### Text extract:
..............................

6 Application of the Results

6.1 Software Applications and Tools Developed within the Scope of the Research

6.1.5 Internet of Things Based Solutions

A pillar of the Future Internet, the Internet of Things, will comprise many billions of Internet-connected physical objects or "things" that can sense, communicate, compute, and potentially actuate, as well as have intelligence, multimodal interfaces, physical/virtual identities and attributes. The IoT is an enabler and often driver to many application domains including production lines, supply chain management, transportation and logistics, aerospace, and automotive.

A world is saturated with "things" that form diverse and heterogeneous networks with overlapping capabilities in massively distributed IoT-based systems, therefore it is important to efficiently utilize resources, including power efficiency and sensor data based capabilities.

..............................

### Record set:
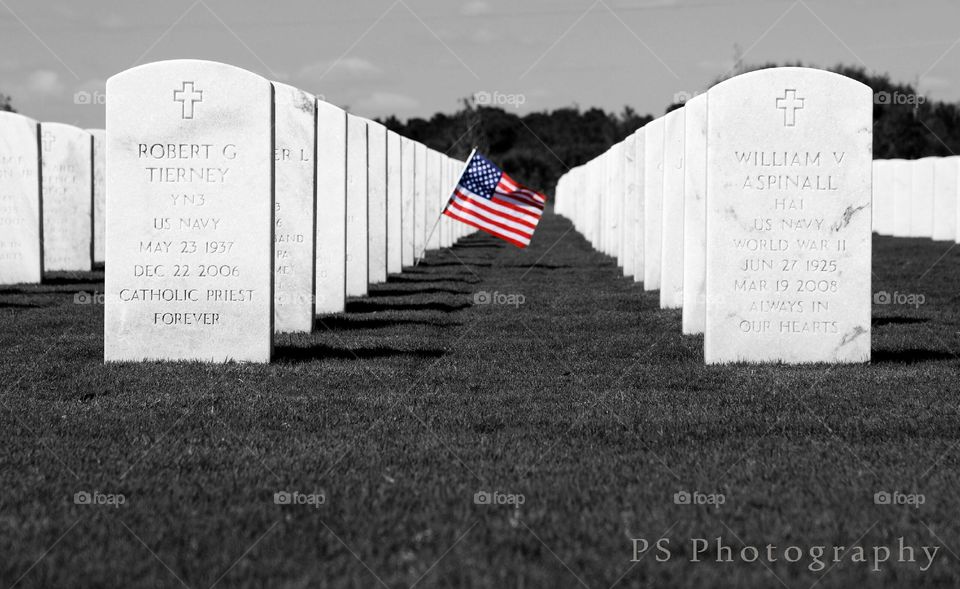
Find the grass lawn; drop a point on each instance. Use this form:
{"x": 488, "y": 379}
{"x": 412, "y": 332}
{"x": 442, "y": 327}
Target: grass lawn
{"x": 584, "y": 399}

..............................

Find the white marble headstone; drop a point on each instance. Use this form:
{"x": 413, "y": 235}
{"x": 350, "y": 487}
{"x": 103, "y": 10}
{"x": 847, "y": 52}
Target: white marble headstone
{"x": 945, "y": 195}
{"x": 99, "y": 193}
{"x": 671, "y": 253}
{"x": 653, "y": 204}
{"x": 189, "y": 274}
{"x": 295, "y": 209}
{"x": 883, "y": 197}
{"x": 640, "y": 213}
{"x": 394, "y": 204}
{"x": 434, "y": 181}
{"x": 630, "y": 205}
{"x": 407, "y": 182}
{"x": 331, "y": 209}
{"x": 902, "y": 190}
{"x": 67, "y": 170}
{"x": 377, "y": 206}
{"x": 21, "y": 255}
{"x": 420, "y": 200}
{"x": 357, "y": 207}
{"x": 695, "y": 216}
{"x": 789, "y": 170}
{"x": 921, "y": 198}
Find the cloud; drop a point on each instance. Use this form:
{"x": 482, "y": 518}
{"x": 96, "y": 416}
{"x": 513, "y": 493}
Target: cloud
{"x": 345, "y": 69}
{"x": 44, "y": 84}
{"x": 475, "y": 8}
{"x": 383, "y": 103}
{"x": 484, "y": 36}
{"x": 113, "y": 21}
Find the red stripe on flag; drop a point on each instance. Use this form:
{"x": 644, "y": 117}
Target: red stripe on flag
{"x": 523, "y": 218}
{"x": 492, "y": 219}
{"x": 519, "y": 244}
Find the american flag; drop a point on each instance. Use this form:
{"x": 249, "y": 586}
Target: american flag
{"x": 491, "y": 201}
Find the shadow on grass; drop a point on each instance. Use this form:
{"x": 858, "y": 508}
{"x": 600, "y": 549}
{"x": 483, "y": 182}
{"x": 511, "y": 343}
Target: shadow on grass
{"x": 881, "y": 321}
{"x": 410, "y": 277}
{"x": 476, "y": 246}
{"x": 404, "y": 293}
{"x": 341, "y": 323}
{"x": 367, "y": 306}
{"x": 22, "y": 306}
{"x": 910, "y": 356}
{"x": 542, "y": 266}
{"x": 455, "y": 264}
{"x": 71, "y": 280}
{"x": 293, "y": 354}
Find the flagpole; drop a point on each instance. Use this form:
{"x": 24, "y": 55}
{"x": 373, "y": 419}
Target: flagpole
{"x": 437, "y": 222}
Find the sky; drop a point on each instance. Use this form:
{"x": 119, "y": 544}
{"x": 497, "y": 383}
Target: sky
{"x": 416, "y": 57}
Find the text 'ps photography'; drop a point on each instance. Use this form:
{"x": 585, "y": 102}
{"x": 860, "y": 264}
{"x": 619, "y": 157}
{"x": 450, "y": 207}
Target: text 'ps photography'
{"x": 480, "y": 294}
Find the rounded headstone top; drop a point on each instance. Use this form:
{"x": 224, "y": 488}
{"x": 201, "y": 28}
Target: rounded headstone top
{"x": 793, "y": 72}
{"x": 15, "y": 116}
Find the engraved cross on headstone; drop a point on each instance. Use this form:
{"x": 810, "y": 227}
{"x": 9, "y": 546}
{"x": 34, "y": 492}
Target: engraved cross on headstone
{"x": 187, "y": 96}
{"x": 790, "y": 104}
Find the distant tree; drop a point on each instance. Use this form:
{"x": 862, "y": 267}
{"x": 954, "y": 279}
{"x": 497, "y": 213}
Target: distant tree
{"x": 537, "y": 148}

..............................

Write the next part of the Internet of Things text, starting after its final sentence. The material has no connection to the text on the Internet of Things.

### Exercise response:
6.1.5.1 The SensorHUB Framework

We have worked out the SensorHUB [SensorHUB] [Lengyel et al, 2015b] framework that utilizes the state of the art open source technologies and provides a unified tool chain for IoT-related application and service development. SensorHUB is both a method and an environment to support IoT-related application and service development, furthermore, it emphasizes and supports the data monetization approach, i.e. provides a method to define data views on top of different data sources and analyzed data. In this way, the framework is a novel approach compared to the available frameworks, development environments and methods. The framework is available in a Platform as a Service (PaaS) model and has been applied for the vehicle, health, production lines and smart city domains. We discuss some implementations on top of the SensorHUB framework, which verified the architecture of the SensorHUB, for example the VehicleICT platform that supports connected car domain related application and service development.

A further advantage of the SensorHUB is that it makes it possible to develop and reutilize domain-specific software blocks, e.g. components for the health or the vehicle domain that are developed once and built into different applications. The framework makes these available by default and provides various features to support developers working in this field.

To realize the IoT vision of bringing technology to people anytime, anywhere, with any device, service, or application, not only must users be aware of their devices’ capabilities but the "things" must also be aware of users' activities, preferences, and context. The SensorHUB concept provides a framework and tools to support application domain specific service development.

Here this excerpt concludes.